[THE PROBLEM] Beneath this line are the data; copy exactly the part of them that opens with the line containing "written like (262,284)." and closes with the line containing "written like (319,437).", and only that part.

[RECORDS PROVIDED — start]

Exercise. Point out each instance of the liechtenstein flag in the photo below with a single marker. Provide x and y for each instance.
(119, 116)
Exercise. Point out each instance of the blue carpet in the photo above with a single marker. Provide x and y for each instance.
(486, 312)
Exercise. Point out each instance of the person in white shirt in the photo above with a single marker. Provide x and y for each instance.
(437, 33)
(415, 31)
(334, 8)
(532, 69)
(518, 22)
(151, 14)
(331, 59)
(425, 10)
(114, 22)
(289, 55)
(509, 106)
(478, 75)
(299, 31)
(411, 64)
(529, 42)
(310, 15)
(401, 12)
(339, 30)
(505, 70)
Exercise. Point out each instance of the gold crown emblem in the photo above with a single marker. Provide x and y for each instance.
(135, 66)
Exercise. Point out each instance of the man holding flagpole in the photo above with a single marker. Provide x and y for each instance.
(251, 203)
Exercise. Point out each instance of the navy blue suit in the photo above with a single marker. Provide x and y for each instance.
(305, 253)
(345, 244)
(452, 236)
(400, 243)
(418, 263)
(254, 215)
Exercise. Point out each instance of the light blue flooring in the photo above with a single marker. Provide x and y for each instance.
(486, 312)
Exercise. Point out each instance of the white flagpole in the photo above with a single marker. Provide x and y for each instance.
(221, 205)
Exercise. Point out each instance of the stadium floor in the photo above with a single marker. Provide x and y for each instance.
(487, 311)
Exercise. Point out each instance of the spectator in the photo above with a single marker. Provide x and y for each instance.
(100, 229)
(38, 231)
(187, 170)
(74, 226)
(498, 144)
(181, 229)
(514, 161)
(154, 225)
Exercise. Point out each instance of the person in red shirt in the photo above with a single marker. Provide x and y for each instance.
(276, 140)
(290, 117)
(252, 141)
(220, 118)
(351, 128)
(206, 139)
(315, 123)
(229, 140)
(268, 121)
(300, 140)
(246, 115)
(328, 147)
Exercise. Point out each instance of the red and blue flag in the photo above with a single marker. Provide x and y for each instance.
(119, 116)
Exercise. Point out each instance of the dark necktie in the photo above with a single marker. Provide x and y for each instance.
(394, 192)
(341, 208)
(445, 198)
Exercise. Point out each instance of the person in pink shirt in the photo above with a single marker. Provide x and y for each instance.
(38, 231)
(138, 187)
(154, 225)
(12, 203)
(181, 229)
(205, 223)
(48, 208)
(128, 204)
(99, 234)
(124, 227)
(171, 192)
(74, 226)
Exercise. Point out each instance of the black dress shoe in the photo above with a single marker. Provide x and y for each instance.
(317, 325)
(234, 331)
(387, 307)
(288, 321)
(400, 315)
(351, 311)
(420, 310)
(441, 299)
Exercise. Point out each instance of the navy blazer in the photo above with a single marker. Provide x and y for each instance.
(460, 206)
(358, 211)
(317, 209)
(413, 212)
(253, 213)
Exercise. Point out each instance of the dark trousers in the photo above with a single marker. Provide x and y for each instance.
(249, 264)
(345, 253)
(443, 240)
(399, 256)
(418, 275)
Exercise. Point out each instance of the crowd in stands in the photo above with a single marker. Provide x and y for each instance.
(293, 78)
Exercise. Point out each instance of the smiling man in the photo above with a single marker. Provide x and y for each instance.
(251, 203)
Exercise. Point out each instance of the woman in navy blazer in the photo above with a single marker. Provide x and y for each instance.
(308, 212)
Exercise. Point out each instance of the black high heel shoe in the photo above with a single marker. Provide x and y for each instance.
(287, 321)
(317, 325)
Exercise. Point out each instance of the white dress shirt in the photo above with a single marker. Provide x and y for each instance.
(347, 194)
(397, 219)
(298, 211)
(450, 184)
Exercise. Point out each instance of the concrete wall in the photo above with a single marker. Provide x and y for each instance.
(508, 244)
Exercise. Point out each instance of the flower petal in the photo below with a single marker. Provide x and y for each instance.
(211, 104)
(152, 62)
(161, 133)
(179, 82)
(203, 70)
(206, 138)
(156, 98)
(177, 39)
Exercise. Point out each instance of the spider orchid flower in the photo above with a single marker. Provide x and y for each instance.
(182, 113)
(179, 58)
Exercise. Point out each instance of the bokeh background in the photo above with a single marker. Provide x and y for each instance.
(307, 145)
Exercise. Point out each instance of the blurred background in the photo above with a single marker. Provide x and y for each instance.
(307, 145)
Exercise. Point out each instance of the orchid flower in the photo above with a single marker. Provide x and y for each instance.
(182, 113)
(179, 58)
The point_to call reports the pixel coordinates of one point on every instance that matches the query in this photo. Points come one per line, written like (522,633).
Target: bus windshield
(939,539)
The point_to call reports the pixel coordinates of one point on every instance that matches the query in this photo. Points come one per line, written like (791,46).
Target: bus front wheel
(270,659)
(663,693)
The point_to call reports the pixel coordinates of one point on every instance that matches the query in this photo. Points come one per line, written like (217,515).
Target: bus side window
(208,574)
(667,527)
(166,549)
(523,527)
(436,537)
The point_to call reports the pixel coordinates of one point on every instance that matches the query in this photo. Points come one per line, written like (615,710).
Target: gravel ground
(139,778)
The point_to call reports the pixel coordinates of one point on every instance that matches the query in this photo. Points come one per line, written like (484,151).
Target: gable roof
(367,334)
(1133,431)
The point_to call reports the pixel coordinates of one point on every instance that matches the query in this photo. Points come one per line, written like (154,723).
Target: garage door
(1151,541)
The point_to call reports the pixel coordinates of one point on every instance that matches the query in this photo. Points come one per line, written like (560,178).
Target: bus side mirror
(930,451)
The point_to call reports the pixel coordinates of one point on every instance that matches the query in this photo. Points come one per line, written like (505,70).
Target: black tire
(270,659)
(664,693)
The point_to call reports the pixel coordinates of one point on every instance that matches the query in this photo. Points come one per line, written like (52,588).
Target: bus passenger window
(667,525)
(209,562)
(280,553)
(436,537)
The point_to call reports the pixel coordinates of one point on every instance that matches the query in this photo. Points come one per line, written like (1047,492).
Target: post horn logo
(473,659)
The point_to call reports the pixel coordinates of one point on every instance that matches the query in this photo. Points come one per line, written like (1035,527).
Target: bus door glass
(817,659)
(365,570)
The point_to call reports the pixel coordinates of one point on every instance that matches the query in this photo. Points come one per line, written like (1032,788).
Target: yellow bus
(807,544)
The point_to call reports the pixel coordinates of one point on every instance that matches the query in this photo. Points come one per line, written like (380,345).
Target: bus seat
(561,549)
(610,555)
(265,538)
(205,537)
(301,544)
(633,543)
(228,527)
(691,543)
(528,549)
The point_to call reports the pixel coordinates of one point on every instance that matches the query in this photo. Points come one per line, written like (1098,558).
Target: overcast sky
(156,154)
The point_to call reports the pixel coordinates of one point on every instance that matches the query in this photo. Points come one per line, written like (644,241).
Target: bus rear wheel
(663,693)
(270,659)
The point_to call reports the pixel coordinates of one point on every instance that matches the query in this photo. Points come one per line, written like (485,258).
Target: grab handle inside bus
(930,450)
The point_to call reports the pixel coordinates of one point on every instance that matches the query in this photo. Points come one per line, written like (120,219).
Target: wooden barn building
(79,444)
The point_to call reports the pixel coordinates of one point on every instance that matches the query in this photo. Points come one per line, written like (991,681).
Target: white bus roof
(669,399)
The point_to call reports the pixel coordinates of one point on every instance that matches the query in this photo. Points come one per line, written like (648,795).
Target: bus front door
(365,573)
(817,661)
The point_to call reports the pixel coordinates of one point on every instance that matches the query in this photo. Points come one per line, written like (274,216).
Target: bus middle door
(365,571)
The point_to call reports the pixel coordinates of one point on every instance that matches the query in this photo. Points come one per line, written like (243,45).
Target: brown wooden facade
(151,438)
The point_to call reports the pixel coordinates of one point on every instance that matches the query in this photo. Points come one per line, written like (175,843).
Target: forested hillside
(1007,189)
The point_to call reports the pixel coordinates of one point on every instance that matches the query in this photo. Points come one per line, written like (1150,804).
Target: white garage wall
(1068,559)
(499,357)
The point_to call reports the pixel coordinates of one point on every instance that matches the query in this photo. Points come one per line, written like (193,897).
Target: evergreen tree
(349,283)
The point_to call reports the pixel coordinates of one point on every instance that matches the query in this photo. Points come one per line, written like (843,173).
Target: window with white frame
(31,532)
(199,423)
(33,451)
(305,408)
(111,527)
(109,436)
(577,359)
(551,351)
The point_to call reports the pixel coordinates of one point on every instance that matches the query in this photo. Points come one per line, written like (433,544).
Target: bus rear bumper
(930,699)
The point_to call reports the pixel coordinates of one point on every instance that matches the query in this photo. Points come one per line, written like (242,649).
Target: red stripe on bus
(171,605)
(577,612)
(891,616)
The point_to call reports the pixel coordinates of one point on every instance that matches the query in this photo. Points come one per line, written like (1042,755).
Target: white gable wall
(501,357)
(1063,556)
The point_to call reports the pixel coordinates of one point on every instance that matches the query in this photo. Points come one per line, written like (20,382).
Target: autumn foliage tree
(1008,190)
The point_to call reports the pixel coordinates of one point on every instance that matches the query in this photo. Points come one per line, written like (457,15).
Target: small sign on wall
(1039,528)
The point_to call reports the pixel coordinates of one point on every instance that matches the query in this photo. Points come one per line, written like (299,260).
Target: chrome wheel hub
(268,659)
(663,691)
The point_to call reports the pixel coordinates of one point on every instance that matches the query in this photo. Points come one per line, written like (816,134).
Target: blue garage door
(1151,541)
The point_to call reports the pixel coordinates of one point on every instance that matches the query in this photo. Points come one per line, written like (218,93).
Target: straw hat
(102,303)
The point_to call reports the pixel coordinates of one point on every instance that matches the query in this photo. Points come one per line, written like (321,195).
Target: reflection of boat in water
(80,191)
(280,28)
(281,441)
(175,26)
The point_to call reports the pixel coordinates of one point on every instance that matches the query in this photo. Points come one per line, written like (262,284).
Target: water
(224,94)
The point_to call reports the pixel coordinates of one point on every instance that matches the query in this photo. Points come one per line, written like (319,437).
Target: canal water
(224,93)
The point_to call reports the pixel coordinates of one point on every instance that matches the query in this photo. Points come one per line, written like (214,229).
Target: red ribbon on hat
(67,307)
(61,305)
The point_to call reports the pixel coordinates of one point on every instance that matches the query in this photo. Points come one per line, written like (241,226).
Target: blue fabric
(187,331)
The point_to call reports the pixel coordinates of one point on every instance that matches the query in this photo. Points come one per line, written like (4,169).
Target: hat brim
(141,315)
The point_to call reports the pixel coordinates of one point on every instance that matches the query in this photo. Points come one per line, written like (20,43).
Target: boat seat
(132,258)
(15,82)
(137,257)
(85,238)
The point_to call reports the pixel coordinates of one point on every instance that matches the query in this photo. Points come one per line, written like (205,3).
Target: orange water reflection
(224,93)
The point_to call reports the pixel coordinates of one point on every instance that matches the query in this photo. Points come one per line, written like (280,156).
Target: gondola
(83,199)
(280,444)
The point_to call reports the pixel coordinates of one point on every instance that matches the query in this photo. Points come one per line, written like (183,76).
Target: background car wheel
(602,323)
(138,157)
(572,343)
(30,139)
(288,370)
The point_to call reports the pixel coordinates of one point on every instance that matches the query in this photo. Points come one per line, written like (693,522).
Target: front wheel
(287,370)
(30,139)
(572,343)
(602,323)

[RECORDS PROVIDED — finish]

[SOLUTION TO THIS TASK]
The point_to call reports the pixel coordinates of one point on every instance that matches the query in this photo. Points come one per line, written like (262,284).
Target: water
(224,94)
The point_to call reports the pixel coordinates of one point on every instance that matches the query in this photo. Points come one per line, written like (319,437).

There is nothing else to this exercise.